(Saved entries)
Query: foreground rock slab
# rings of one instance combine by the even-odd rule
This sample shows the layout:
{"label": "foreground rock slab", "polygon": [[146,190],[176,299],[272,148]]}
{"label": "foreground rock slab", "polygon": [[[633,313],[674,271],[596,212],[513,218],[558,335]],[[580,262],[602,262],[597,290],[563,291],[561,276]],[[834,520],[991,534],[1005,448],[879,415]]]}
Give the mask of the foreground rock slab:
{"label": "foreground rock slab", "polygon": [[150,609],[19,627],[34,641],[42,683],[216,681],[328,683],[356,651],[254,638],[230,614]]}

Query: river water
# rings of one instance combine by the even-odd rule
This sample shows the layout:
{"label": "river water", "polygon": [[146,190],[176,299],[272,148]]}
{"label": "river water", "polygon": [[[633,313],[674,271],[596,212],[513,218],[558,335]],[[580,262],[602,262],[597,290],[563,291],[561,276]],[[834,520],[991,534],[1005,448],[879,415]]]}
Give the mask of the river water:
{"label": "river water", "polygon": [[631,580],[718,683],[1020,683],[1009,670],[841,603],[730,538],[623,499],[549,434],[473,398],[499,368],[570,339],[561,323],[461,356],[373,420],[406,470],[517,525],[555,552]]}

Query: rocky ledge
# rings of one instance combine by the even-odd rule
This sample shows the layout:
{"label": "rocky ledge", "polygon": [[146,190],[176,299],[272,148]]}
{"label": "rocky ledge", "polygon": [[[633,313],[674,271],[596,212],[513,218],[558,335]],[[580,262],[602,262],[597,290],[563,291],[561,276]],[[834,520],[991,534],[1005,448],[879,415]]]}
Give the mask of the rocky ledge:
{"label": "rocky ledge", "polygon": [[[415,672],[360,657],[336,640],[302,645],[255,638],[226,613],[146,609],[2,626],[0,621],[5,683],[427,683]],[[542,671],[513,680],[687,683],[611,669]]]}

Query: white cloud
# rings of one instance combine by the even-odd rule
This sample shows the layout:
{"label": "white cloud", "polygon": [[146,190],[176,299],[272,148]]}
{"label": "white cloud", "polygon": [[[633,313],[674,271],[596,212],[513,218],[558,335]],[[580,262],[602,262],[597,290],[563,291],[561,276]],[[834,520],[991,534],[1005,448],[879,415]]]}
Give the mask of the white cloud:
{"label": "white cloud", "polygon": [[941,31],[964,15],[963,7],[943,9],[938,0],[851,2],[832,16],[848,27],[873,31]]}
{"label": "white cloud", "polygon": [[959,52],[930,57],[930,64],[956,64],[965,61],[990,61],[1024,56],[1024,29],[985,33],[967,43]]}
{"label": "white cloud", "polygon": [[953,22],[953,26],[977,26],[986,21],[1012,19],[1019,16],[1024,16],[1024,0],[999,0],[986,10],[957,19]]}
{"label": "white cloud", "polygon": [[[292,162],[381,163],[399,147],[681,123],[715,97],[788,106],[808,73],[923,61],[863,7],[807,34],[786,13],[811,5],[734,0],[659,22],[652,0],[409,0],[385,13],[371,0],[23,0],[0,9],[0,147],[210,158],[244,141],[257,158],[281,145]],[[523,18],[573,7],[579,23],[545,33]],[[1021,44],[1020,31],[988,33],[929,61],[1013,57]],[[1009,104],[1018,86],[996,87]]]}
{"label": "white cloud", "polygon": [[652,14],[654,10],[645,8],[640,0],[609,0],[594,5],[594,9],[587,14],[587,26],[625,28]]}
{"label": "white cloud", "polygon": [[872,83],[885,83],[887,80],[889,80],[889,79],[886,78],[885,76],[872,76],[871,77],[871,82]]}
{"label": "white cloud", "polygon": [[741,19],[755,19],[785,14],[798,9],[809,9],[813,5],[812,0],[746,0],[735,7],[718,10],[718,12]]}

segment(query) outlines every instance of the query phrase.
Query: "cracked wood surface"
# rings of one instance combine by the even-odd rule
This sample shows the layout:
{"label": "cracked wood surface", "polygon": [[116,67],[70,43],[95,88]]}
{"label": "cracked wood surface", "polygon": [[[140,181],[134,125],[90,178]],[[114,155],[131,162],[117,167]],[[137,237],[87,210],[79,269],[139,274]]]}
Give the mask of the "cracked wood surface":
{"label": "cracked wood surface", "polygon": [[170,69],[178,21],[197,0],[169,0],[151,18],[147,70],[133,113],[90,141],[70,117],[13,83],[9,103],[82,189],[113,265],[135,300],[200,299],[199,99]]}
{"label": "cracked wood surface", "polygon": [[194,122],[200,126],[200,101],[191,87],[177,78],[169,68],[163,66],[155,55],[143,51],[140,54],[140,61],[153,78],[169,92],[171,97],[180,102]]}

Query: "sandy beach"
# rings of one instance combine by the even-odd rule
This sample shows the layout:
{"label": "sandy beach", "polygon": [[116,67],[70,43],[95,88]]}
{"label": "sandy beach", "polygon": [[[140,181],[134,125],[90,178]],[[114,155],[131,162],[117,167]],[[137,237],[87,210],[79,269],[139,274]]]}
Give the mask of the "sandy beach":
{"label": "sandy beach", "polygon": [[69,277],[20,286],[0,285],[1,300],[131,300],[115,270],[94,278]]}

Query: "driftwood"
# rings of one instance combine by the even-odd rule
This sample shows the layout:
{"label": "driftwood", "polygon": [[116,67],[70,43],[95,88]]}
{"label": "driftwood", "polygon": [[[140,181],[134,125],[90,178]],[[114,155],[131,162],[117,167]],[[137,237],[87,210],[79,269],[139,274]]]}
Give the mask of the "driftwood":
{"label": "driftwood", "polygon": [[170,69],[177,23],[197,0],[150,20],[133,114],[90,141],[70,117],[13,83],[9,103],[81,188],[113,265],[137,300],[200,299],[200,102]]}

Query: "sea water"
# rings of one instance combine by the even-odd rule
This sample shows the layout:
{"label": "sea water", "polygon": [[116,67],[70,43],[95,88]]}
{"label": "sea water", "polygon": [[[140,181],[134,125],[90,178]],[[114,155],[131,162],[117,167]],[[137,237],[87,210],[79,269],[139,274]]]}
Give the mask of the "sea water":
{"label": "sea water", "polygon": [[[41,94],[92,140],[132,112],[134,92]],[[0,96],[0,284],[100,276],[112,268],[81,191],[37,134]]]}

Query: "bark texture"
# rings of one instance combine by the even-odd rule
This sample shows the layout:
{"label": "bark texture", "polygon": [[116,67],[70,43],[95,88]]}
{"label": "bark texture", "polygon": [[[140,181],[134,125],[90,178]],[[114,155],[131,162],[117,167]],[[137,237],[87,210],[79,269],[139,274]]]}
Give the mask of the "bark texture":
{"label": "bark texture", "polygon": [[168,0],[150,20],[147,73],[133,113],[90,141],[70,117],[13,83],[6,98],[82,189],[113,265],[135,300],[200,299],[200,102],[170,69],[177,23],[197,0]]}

--

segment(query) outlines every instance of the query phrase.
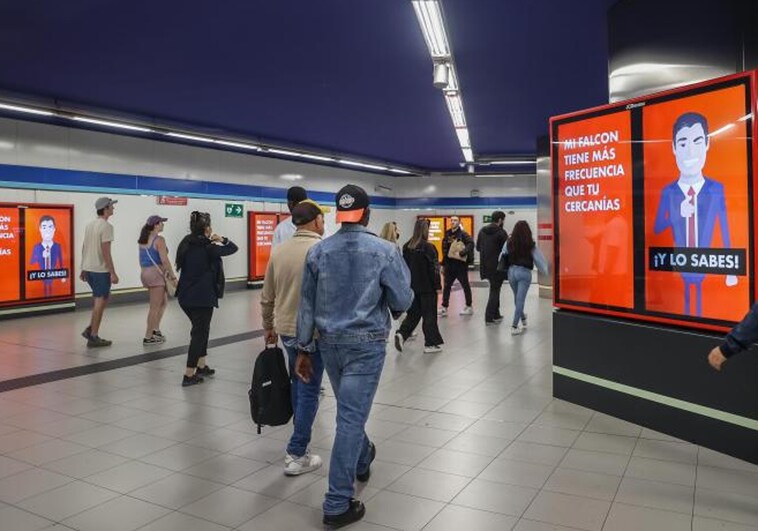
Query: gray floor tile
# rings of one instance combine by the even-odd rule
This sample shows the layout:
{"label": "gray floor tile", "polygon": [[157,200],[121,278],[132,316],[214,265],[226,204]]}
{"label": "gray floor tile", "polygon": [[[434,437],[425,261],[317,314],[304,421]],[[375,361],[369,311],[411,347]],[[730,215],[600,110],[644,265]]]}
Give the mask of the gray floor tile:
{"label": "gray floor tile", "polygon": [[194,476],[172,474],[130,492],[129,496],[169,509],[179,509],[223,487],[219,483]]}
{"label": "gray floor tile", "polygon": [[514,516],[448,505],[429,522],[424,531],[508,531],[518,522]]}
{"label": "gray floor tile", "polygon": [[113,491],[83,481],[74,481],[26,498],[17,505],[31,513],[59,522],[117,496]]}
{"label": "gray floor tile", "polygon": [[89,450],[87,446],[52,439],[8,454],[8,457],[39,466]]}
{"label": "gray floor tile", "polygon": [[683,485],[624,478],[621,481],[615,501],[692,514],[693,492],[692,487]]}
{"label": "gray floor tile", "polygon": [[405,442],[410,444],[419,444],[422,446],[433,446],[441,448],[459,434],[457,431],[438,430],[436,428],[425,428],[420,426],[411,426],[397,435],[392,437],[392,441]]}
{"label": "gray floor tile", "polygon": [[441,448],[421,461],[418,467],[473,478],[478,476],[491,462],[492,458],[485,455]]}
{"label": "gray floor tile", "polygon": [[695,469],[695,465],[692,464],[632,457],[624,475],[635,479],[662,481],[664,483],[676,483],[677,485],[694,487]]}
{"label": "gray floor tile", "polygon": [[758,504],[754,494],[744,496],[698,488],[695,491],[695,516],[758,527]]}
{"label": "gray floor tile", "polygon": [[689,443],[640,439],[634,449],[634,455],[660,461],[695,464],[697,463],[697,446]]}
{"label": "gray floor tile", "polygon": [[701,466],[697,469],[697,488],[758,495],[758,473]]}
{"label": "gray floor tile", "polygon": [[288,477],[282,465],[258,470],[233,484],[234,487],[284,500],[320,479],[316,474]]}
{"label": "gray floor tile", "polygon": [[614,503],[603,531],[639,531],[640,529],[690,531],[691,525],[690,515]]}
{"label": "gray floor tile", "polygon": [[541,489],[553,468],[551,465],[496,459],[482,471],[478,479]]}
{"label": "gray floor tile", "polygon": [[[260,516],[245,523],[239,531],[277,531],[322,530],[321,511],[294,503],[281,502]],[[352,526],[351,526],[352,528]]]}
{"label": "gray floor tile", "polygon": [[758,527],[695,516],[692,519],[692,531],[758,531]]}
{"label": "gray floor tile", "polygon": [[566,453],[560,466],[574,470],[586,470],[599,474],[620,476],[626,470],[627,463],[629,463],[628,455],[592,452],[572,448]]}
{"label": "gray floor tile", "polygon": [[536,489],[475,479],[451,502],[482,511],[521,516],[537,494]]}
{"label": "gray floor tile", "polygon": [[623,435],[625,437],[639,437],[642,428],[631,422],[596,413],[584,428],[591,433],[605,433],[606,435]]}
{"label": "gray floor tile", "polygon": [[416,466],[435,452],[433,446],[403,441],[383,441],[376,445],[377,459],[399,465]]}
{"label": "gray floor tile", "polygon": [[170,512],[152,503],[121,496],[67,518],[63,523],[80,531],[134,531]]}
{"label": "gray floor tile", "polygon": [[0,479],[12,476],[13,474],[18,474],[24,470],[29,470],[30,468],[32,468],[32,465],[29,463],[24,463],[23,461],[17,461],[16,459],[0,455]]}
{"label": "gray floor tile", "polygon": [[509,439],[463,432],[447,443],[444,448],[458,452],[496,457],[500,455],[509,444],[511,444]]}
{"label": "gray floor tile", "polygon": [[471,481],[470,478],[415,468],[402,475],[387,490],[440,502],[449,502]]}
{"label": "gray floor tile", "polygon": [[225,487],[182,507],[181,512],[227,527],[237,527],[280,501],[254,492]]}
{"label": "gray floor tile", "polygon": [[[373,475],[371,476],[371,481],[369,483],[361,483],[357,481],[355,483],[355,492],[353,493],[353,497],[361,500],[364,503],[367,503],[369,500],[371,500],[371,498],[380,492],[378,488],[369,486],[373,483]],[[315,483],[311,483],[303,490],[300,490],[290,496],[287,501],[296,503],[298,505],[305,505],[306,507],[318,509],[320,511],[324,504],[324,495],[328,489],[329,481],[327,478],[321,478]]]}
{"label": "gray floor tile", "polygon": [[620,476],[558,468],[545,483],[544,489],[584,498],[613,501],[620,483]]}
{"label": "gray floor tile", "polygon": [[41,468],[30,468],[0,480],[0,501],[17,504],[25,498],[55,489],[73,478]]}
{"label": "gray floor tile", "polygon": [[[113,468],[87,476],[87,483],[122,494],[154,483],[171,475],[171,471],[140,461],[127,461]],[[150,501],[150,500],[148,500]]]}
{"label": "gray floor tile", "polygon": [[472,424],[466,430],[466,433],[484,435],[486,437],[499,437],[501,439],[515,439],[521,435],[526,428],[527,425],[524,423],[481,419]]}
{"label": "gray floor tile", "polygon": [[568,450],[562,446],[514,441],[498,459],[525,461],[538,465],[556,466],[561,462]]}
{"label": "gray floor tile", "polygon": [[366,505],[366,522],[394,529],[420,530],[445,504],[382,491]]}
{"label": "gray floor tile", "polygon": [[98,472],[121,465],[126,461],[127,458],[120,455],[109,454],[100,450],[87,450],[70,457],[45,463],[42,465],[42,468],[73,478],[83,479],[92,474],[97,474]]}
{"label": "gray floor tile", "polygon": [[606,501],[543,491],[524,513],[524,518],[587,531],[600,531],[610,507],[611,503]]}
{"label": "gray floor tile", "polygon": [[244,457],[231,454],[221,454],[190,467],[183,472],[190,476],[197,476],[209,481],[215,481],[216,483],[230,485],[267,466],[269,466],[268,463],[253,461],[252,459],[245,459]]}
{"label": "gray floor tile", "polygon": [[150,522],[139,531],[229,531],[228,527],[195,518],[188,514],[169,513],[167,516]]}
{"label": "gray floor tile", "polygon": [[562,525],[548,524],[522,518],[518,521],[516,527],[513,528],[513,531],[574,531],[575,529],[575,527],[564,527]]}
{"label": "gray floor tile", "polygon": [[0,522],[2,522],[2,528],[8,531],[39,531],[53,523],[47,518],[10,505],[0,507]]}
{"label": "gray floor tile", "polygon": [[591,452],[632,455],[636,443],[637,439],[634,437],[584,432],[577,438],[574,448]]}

* _Brief_
Could you set down, exactly as written, the lines above between the one holding "Query: foreground rock slab" and the one holding "Query: river water", inclusive, and nothing more?

* _Task solution_
Query: foreground rock slab
# rings of one instance combine by the even-odd rule
This sample shows the layout:
{"label": "foreground rock slab", "polygon": [[146,190],[176,299],[272,148]]}
{"label": "foreground rock slab", "polygon": [[[633,313],[674,271],[596,212],[513,218],[558,335]],[[580,262],[602,262],[597,290],[563,291],[561,276]],[[834,520],[991,534],[1005,448],[879,415]]]}
Give the mask of the foreground rock slab:
{"label": "foreground rock slab", "polygon": [[150,609],[19,627],[34,641],[42,683],[216,681],[328,683],[356,651],[254,638],[230,614]]}

Query: river water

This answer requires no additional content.